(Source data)
+++++

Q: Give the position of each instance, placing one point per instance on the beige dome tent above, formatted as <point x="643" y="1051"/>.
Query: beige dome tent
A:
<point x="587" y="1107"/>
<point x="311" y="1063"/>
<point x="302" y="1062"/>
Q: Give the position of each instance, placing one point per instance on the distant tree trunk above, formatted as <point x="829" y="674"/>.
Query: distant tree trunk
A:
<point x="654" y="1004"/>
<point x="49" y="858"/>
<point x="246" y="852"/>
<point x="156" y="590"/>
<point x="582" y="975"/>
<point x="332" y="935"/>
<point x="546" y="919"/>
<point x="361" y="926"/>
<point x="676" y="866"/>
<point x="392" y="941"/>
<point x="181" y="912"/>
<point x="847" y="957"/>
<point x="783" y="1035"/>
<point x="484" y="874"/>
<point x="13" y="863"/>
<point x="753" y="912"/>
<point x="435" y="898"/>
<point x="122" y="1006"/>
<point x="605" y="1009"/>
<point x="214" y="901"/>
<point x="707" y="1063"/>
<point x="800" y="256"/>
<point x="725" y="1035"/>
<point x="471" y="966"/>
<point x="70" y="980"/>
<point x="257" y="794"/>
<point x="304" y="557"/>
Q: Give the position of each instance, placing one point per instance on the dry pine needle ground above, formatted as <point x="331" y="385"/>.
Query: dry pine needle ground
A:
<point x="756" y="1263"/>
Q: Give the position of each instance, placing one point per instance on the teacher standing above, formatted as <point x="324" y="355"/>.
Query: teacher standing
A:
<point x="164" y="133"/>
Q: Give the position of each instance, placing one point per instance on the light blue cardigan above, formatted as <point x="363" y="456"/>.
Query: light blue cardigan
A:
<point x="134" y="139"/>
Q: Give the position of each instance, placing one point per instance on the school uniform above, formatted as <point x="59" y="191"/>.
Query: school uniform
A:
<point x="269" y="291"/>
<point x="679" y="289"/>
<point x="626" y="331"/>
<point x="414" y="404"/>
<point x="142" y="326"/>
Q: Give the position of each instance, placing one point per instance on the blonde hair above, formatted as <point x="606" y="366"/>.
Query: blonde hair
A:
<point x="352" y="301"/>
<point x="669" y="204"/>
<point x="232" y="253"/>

+++++

#### [Description of the task]
Write out each line exactly, starting with the line that contains "on the blonde" and stopping after the last line of the data.

#### [Answer below]
Q: Give the position of each instance, placing one point per instance on the blonde hair above, formatted as <point x="606" y="366"/>.
Query: blonde hair
A:
<point x="352" y="301"/>
<point x="669" y="204"/>
<point x="232" y="253"/>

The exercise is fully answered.